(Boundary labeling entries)
···
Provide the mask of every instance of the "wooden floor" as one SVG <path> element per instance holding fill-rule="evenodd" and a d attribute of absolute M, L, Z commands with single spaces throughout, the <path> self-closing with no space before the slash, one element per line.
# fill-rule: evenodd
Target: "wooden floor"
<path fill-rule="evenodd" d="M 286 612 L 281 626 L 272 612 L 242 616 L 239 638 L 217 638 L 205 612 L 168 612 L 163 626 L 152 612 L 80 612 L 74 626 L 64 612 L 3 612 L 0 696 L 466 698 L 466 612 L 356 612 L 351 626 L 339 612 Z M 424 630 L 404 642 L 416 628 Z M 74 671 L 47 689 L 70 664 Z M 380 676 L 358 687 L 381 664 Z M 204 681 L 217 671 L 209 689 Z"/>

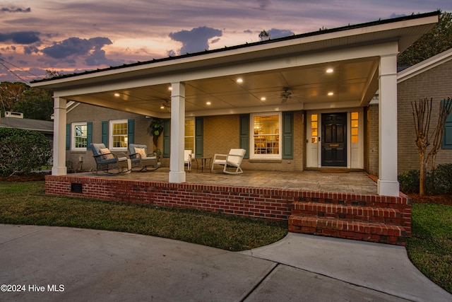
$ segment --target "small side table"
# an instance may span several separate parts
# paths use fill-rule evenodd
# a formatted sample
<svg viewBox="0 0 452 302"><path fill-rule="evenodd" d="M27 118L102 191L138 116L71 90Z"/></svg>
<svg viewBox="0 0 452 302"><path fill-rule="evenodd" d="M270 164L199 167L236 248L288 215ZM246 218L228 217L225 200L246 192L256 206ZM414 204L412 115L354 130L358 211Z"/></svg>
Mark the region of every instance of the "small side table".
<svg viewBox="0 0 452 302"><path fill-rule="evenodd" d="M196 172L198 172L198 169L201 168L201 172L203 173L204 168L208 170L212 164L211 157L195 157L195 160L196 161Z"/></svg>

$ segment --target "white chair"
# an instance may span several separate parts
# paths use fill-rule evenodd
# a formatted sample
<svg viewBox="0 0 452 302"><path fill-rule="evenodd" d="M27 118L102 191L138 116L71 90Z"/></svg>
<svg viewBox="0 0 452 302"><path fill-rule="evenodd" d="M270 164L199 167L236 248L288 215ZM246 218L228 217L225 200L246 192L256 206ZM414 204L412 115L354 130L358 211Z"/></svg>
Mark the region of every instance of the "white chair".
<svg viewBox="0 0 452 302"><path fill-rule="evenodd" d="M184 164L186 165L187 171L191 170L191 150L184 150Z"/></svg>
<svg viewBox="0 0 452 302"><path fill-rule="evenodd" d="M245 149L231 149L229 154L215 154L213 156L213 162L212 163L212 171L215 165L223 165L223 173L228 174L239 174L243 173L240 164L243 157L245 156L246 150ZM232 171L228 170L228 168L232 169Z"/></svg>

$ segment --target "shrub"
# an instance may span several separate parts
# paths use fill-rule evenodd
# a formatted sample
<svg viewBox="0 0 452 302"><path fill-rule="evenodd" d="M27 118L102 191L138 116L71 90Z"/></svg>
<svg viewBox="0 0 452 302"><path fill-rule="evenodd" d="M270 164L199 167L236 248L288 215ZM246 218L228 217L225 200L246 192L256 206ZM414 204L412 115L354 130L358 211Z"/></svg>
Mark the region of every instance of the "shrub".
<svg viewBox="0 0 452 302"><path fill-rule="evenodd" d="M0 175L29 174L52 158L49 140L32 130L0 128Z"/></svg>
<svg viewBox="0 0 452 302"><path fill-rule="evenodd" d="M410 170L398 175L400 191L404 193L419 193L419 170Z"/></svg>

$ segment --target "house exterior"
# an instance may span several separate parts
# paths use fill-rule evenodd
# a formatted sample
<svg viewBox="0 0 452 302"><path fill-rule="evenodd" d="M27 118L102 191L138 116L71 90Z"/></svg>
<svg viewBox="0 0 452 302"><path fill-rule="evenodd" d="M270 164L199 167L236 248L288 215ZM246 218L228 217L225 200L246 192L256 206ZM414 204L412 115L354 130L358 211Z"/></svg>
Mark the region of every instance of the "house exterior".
···
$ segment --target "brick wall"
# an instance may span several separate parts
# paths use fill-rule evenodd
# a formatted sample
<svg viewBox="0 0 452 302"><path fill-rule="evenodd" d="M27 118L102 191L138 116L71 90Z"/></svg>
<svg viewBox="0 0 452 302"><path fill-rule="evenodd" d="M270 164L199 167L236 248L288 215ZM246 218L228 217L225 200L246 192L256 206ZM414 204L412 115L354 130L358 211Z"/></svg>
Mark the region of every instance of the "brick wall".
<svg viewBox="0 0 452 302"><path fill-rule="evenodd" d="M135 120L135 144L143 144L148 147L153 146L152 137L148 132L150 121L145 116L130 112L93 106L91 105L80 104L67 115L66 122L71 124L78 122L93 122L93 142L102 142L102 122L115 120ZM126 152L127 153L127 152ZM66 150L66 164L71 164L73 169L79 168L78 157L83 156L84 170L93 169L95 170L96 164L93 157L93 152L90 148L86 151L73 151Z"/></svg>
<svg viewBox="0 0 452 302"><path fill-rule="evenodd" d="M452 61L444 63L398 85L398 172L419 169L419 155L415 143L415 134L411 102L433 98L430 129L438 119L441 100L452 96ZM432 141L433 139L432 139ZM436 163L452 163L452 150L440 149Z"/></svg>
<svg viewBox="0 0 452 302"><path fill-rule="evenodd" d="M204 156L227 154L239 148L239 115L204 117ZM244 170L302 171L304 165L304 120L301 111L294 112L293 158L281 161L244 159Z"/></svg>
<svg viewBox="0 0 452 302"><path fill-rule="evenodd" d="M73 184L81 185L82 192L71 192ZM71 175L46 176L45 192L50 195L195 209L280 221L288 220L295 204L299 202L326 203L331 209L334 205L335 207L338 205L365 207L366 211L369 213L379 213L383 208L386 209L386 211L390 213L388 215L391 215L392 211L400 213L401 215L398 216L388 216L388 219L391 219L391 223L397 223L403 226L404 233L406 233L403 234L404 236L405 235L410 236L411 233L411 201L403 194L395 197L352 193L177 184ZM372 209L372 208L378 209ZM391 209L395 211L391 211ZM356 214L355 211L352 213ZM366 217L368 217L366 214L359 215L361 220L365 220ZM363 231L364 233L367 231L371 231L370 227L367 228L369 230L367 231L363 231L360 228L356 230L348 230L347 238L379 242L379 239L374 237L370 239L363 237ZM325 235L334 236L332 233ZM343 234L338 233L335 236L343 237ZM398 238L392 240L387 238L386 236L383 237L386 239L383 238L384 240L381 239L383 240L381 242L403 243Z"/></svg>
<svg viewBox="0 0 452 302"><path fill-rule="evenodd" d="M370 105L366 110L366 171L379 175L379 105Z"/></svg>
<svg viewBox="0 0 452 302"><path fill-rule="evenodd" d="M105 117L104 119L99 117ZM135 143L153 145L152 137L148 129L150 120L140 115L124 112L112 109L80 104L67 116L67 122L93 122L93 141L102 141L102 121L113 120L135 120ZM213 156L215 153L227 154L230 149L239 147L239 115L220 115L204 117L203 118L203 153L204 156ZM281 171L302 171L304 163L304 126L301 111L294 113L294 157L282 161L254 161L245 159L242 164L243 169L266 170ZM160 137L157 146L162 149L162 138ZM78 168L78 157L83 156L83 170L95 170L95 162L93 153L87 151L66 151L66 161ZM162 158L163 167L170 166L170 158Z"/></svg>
···
SHORT EXERCISE: How many lines of the entries contain the string "floor"? Matching is case-sensitive; reply with the number alone.

TASK OUTPUT: 2